→ About this task: Since only part of the material below is wanted, output exactly the lines from the one with "target | bicycle front wheel" up to and including the one with "sample | (17,158)".
_ _ _ _ _
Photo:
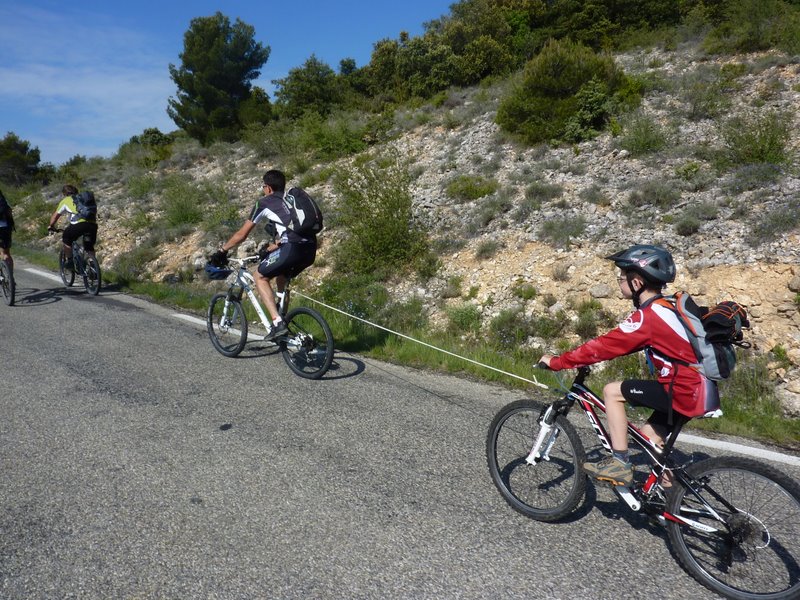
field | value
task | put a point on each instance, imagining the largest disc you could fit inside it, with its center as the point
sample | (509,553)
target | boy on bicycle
(77,227)
(284,259)
(6,227)
(644,272)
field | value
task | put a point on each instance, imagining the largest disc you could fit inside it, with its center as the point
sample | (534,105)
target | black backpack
(304,211)
(85,205)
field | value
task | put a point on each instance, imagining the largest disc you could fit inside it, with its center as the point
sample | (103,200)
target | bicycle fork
(548,433)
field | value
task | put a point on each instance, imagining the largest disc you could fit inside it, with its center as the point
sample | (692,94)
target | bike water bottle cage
(217,273)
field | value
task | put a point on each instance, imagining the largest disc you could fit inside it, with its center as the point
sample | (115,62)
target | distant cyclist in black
(6,227)
(285,258)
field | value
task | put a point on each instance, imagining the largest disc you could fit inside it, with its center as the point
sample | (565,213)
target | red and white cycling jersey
(658,329)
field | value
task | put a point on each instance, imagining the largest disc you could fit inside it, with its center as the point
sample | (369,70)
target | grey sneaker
(611,470)
(276,331)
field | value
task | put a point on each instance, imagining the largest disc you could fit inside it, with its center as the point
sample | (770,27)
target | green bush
(567,92)
(687,225)
(465,188)
(540,192)
(487,249)
(595,195)
(559,231)
(464,318)
(374,211)
(758,139)
(643,135)
(659,193)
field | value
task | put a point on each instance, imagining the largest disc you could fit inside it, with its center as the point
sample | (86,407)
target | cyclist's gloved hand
(219,258)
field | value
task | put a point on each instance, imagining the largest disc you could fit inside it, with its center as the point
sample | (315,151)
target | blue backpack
(713,332)
(86,205)
(304,211)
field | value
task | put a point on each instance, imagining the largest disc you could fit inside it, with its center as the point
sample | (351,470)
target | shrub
(566,91)
(594,194)
(659,193)
(687,225)
(752,177)
(509,329)
(487,249)
(465,188)
(524,290)
(559,231)
(541,192)
(643,135)
(759,139)
(375,213)
(465,318)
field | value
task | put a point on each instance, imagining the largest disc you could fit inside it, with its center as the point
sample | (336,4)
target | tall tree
(19,163)
(218,64)
(311,87)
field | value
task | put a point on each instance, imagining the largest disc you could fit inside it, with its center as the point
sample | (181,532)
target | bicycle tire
(92,278)
(308,347)
(228,338)
(758,556)
(67,275)
(549,490)
(8,283)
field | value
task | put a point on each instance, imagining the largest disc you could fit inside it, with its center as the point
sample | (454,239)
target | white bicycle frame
(244,279)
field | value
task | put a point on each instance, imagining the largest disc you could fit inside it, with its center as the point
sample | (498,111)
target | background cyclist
(286,257)
(644,271)
(77,226)
(6,227)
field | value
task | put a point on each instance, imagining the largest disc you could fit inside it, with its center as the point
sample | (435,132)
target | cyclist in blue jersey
(286,257)
(6,227)
(77,226)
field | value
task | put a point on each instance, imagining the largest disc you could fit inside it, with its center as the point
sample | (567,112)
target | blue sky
(82,77)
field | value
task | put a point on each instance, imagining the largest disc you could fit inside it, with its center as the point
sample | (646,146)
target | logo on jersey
(632,323)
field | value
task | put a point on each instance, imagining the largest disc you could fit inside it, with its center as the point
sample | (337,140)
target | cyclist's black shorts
(647,393)
(88,229)
(288,260)
(5,237)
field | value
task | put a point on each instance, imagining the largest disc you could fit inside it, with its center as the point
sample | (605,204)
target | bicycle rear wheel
(227,325)
(91,275)
(755,550)
(308,347)
(67,273)
(548,490)
(7,282)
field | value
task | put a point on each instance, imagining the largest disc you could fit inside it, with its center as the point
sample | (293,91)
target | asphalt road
(137,462)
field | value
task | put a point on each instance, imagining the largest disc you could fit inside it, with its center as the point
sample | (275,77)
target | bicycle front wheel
(67,273)
(751,547)
(549,489)
(308,347)
(7,282)
(91,275)
(227,325)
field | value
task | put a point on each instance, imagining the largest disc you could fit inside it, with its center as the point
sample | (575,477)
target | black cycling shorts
(87,229)
(647,393)
(5,237)
(288,259)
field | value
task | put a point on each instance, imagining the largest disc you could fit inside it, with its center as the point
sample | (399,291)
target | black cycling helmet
(653,263)
(215,272)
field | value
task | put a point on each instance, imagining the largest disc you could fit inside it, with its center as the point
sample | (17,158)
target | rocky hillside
(557,211)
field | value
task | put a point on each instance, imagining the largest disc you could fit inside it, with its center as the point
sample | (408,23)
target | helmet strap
(636,293)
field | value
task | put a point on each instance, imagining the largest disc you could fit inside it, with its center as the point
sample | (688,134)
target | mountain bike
(733,523)
(7,283)
(83,263)
(307,347)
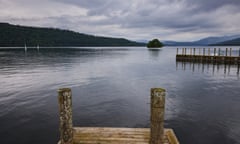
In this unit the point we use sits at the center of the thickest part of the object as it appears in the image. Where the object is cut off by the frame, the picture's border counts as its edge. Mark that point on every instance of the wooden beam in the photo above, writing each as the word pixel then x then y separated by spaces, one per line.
pixel 157 115
pixel 65 110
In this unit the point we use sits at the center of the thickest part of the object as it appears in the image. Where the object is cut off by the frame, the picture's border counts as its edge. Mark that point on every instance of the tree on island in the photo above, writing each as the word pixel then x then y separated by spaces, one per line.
pixel 155 43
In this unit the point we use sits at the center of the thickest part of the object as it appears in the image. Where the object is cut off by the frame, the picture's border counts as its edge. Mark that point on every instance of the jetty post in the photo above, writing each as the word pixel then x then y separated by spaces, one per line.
pixel 157 115
pixel 65 111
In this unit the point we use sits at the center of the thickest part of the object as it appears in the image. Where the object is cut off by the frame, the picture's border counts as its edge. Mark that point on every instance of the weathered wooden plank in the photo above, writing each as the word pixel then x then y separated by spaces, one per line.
pixel 105 135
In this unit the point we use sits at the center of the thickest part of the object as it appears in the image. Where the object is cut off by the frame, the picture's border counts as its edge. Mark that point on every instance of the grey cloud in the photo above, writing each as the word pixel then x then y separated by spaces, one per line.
pixel 142 19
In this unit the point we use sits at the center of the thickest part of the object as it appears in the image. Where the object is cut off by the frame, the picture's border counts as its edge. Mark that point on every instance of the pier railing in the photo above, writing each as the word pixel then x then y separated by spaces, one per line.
pixel 76 135
pixel 227 56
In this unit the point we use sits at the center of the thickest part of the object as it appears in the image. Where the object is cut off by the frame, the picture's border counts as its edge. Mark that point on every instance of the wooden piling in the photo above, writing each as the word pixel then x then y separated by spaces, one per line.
pixel 65 110
pixel 157 115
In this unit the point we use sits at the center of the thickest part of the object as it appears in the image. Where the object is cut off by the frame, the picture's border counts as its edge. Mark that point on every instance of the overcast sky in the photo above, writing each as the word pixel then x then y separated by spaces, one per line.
pixel 180 20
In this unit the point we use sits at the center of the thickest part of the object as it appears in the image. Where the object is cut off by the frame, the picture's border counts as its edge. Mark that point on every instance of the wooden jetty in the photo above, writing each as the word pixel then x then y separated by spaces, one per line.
pixel 156 134
pixel 207 55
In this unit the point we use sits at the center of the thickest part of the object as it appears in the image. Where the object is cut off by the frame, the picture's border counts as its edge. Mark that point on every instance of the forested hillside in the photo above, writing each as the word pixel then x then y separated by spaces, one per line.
pixel 13 35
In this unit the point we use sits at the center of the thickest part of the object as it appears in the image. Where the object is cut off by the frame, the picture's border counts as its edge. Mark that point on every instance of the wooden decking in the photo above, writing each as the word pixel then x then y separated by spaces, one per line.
pixel 156 134
pixel 209 59
pixel 106 135
pixel 209 55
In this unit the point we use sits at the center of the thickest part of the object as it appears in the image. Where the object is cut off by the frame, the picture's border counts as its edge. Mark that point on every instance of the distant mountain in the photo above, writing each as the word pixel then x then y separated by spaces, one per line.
pixel 202 42
pixel 14 35
pixel 234 42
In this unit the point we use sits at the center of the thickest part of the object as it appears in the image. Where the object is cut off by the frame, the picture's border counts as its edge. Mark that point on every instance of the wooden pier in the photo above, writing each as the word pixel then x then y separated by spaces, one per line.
pixel 156 134
pixel 209 55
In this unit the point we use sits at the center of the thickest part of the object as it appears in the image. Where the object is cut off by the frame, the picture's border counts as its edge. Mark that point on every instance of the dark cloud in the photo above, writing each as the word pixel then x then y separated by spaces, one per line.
pixel 170 19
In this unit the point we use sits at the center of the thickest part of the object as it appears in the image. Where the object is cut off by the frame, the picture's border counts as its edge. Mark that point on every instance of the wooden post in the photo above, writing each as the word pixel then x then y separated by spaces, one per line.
pixel 65 110
pixel 157 115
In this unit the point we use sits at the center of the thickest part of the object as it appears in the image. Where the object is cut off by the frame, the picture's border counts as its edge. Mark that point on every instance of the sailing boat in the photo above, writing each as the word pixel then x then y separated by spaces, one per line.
pixel 38 47
pixel 25 48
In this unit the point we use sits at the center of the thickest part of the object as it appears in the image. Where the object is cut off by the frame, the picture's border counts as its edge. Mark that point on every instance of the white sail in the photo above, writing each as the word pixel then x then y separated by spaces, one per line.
pixel 25 48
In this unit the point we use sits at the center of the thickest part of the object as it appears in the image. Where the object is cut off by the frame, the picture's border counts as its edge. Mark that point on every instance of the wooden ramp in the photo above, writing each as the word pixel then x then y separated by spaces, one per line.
pixel 103 135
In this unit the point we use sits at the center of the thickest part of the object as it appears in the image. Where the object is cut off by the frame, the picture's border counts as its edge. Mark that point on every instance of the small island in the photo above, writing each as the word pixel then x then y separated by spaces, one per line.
pixel 155 43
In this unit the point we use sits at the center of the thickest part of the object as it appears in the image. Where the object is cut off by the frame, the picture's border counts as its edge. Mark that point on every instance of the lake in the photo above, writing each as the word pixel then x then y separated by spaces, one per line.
pixel 111 88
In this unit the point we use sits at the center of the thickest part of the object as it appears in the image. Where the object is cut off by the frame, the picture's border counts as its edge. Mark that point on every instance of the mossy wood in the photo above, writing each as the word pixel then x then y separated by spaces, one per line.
pixel 156 134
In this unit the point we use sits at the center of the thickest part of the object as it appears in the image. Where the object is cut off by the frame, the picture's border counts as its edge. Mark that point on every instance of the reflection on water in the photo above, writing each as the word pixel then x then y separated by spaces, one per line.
pixel 111 87
pixel 225 69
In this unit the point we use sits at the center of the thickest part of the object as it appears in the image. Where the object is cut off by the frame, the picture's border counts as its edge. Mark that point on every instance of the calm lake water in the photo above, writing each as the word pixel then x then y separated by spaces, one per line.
pixel 111 87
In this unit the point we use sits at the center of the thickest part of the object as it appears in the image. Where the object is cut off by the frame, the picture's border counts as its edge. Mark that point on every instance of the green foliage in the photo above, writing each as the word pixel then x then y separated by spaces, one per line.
pixel 155 43
pixel 12 35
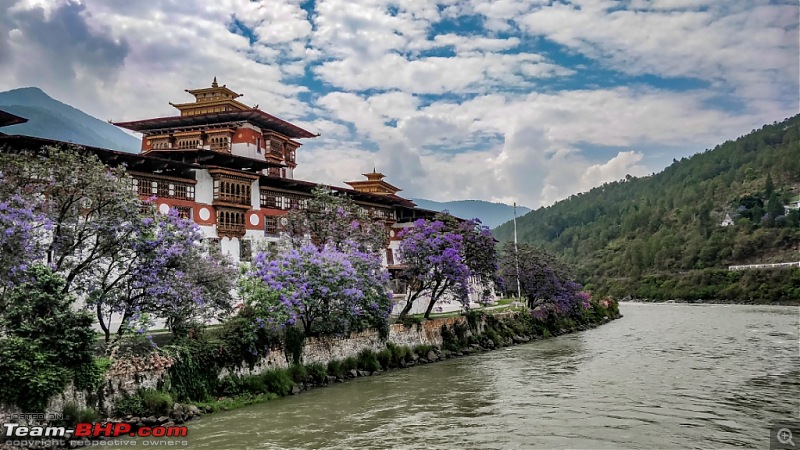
_ _ _ _ _
→ The completed task:
target | bicycle front wheel
(67,273)
(751,547)
(549,489)
(308,347)
(7,282)
(91,275)
(227,325)
field | value
task | put a point on each instance, imagining the largest disc you could fit inside it, with its center as the point
sample | (575,477)
target | black cycling shorts
(87,229)
(647,393)
(5,237)
(288,259)
field | value
task | put a point on each instance, imagining the largest disc you could fit inside it, with its center as the point
sample | (399,291)
target | black cycling helmet
(653,263)
(215,272)
field | value
task | put a point on each instance, imagining the largest disc you could fit inside it, with its center as the point
sample | (17,158)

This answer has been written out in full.